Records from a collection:
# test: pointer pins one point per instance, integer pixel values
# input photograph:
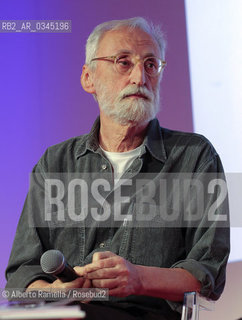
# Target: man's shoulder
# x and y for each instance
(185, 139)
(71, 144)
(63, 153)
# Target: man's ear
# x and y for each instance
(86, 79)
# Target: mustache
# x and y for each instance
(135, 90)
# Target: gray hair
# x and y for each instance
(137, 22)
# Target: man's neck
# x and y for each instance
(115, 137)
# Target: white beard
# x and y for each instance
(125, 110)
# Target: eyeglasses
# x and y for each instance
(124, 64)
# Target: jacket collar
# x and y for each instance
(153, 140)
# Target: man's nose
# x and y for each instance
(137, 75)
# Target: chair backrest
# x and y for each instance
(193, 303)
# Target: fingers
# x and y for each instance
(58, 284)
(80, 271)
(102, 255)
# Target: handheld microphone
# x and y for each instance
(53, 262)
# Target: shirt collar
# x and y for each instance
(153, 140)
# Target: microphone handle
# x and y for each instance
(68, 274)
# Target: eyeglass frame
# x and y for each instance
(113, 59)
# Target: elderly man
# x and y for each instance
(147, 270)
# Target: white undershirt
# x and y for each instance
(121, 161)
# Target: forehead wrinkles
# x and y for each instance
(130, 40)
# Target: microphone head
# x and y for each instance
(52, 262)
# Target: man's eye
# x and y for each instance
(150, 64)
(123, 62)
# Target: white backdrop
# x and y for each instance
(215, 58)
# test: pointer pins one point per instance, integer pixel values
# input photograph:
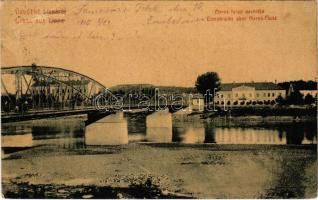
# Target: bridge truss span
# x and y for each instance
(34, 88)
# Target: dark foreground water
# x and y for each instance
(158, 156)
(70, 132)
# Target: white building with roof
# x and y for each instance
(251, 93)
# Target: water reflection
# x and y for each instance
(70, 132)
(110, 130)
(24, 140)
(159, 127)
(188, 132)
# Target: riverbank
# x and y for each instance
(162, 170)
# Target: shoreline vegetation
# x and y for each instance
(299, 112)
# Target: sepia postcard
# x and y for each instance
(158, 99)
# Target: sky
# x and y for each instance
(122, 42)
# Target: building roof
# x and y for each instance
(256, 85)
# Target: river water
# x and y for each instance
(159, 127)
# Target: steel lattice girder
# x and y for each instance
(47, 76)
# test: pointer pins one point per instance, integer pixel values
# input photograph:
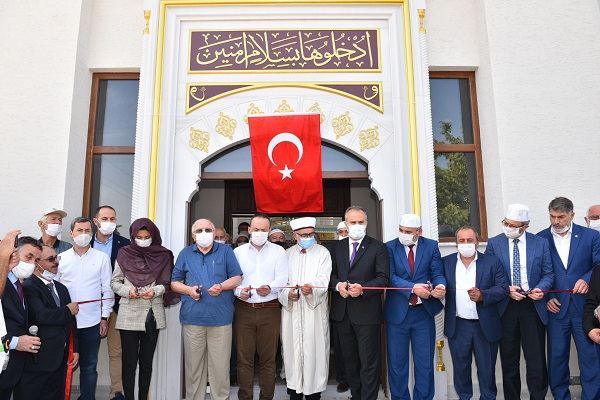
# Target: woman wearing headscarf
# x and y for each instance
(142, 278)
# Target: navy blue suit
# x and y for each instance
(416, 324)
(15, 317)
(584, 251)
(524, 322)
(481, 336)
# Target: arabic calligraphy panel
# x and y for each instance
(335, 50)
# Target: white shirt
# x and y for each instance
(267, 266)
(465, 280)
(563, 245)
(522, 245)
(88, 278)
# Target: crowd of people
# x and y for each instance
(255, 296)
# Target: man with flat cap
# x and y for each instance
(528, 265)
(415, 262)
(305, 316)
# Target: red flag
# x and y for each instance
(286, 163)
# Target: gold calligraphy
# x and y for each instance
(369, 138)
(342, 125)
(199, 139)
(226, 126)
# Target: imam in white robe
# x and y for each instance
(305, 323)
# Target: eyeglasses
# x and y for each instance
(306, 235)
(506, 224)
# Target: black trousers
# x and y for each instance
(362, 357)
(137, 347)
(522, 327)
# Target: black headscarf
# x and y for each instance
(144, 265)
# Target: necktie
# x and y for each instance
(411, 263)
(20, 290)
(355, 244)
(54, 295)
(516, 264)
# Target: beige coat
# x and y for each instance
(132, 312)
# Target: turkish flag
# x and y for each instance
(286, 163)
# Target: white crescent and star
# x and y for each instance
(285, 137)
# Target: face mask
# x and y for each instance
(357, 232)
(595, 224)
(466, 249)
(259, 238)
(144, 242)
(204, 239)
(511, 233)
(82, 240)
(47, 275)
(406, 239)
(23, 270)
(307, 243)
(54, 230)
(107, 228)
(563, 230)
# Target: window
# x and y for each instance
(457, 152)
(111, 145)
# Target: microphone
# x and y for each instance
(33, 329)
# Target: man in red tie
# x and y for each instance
...
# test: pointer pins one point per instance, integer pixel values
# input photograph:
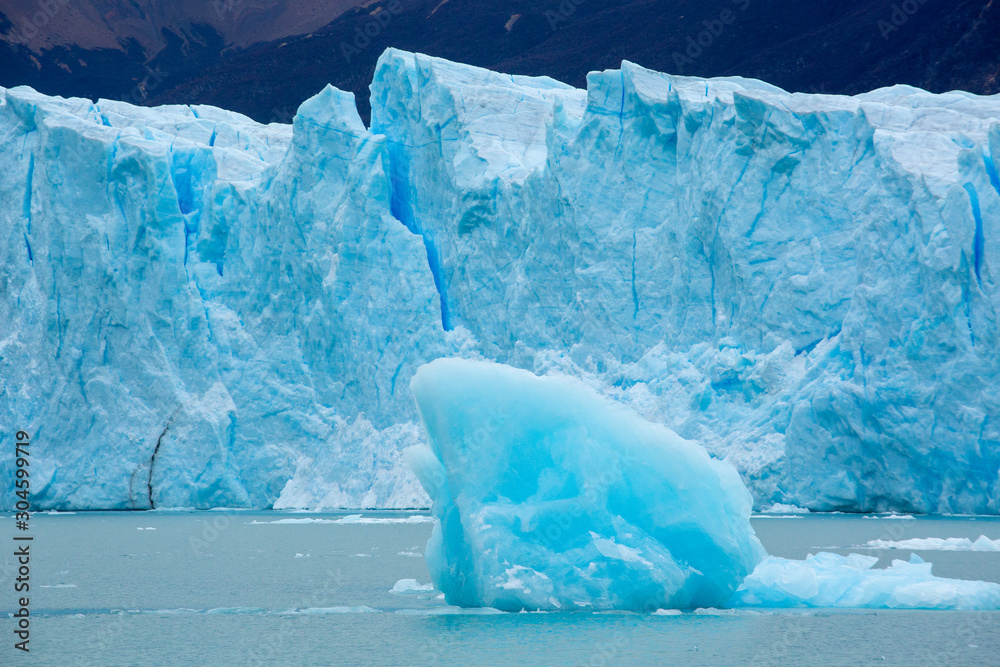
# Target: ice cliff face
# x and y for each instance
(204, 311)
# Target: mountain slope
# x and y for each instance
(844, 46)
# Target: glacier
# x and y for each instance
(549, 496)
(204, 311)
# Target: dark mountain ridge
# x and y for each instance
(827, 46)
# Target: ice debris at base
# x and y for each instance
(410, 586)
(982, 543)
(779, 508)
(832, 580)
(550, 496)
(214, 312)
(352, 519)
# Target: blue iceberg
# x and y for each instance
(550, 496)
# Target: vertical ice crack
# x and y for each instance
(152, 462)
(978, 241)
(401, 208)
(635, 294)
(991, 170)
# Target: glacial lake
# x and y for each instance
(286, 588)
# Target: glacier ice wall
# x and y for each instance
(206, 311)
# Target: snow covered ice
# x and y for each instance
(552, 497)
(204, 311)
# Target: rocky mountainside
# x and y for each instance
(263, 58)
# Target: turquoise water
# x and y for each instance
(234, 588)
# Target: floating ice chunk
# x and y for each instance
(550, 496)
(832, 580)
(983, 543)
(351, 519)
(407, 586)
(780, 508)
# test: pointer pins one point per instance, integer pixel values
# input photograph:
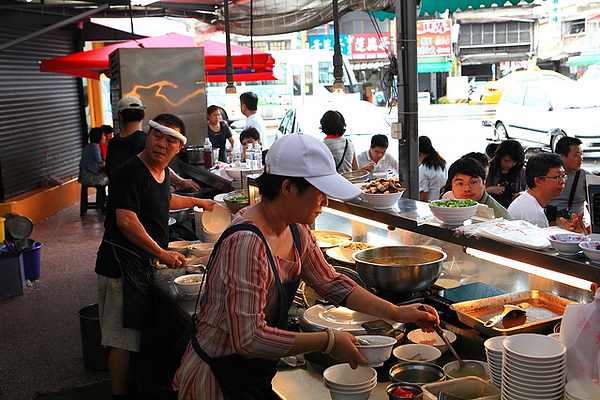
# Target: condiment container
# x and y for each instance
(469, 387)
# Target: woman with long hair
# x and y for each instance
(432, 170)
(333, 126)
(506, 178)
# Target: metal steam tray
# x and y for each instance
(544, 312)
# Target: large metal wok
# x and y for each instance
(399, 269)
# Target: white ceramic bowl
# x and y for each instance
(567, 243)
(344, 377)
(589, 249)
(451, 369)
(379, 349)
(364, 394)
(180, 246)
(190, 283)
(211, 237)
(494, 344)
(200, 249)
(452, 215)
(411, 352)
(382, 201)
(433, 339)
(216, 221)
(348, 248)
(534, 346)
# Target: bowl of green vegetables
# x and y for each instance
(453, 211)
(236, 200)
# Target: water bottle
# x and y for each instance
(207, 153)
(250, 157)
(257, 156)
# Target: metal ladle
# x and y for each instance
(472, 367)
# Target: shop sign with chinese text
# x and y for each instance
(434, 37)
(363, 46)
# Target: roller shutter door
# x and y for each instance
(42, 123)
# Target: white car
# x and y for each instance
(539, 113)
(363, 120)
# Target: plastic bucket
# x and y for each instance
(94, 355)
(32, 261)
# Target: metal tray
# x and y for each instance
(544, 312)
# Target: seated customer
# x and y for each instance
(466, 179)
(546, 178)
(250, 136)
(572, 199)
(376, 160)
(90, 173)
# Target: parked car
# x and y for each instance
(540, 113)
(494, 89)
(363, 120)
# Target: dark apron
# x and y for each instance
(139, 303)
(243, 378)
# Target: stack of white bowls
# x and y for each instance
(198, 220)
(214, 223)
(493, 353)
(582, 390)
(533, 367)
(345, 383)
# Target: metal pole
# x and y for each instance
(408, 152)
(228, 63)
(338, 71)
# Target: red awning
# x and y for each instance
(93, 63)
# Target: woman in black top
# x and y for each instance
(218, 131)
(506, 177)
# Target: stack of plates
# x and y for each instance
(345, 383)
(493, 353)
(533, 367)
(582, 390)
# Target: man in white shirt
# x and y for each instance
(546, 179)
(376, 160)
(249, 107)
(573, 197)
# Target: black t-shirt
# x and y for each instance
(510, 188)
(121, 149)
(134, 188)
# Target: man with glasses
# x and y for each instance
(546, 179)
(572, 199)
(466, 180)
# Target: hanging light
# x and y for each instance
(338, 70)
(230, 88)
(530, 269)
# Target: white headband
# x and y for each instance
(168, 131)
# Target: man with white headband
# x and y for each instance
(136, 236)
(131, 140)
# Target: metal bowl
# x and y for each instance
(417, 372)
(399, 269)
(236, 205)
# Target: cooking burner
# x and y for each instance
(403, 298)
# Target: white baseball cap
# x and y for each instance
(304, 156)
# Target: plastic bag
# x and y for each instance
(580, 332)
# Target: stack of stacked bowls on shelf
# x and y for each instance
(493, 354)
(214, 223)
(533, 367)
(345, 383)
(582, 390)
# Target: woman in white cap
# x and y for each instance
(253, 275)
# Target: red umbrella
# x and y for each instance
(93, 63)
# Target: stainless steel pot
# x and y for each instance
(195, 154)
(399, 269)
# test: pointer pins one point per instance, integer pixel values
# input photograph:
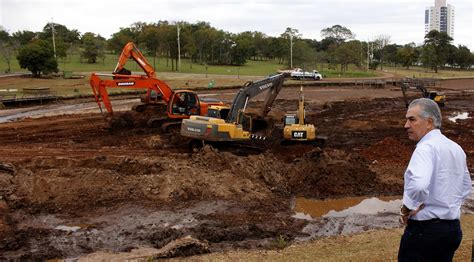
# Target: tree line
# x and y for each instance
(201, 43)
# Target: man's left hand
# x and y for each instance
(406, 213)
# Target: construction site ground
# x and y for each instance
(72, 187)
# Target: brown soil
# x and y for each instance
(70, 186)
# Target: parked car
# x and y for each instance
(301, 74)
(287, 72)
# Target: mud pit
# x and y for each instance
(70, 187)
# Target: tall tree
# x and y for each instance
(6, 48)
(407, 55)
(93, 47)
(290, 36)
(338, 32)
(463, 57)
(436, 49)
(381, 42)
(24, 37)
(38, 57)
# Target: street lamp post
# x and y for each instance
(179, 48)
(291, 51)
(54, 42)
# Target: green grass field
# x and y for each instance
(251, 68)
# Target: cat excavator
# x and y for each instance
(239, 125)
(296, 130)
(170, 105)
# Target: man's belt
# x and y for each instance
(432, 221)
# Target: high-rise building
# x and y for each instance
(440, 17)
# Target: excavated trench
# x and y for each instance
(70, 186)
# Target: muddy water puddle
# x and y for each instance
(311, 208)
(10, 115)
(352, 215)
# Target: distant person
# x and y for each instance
==
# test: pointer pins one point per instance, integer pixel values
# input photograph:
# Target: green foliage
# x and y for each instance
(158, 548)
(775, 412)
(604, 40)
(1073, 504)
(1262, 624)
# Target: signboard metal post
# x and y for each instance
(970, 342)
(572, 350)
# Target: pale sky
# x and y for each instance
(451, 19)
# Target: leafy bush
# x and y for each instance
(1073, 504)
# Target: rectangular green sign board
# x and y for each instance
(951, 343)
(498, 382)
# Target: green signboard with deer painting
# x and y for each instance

** AIM OF THE EXERCISE **
Line count for the word "headscarf": work out how many lines of the data above include it, and reply with that number alone.

** SOLUTION TO THIS EXERCISE **
2